Most recently, Jake Chapman has offered a ‘Critiques for Cash‘ service in which he appraises an artist’s work across a variety of possible registers: ‘sensitive and helpful, outright flattering, rude, patronising, downright offensive, soul-destroying, or actually really very insightful and helpful’ — an initiative recently extended to fellow YBA Tracey Emin (Chapman, 2025).
Continuing from part one of an interview with Jake Chapman
Trebuchet: Returning to Critiques for Cash, what’s the response been?
Jake Chapman: It’s quite funny, lots of texts and tremulous queries. The 40-minute dry run with Tracey was the first shot across the bows, Incredibly generous of her, given that, as she said in the virtual visit “do you remember when the first time we met at the Royal College and we had a massive argument about Nietzsche.” That’s pretty amazing. Who can say they argued about Nietzsche and it caused a fundamental rift. That’s got to be a good thing and I’m proud of that, and I suspect she is too. I think the argument carried for a long time. We were both clearly very serious about Nietzsche–and art.

Trebuchet: The last ten years have been good for her. Why do you think that is?

DIRECTIVES |
A: Reproduce the Jake Chapman interview from "Continuing from part" to "think that is?", replacing "Trebuchet" with "Interviewer".
B: Extend the Jake Chapman interview past its final line.

RECORDED DATA |
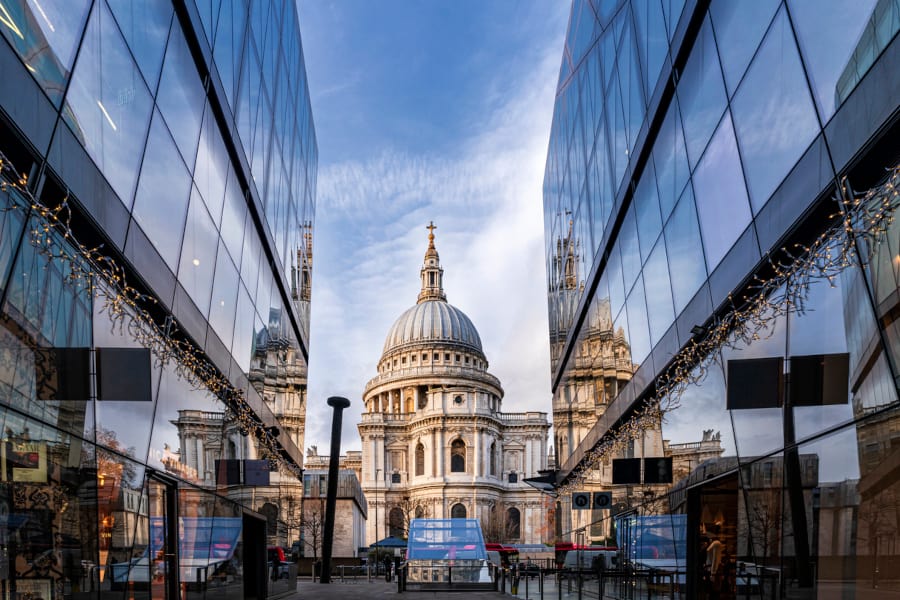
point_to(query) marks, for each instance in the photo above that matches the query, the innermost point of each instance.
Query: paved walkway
(374, 590)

EXPECTED ANSWERS |
A:
Continuing from part one of an interview with Jake Chapman
Interviewer: Returning to Critiques for Cash, what’s the response been?
Jake Chapman: It’s quite funny, lots of texts and tremulous queries. The 40-minute dry run with Tracey was the first shot across the bows, Incredibly generous of her, given that, as she said in the virtual visit “do you remember when the first time we met at the Royal College and we had a massive argument about Nietzsche.” That’s pretty amazing. Who can say they argued about Nietzsche and it caused a fundamental rift. That’s got to be a good thing and I’m proud of that, and I suspect she is too. I think the argument carried for a long time. We were both clearly very serious about Nietzsche–and art.

Interviewer: The last ten years have been good for her. Why do you think that is?

B:
Jake Chapman: Well I have been routinely dismissive of existential painting and anything that involves first order expression. But I realised a long time ago that my antagonism blinds me to things that have more potential than I thought. I was discussing in another interview how Tracey was grouped in as a YBA, but her work was never cool in the sense of the aesthetic ambivalence characteristic of those artists. Her work was antagonistic, outright feminist, and vicious. And that’s what was good about it. And there is a direct continuity with the work now. And even though the work is explicitly locked into painting, it makes sense because, in my view, its humanism is painful, and seems to operate at the level of negation, where the painting is neither pretty nor redeeming. I’m sure Tracey would want to recuperate it to positivity, but that’s my take on it.
When I spoke to her, she’s was so accurate about what she was doing. It was unnerving. And also, in terms of her health it has an impact on the production and the way you read the work, of course it does— the other thing is that maybe at certain points in her career, I would have taken it that her paintings were romantic. Now, I really don’t think they’re romantic, they’re much more —almost automatic or even autonomic, as if the paintings, or something in the paintings, is dragging her around and not the other way round. They’re visceral but devoid of petty intention, and she said that she doesn’t think about what she’s doing when she’s doing them, which makes them much more like extensions of her body,—I’d would say inhuman, but then I would. They reminded me of a great Bersani quote: ‘Thought is the excrement of being.’
Trebuchet: So, how many people have taken you up on the offer so far?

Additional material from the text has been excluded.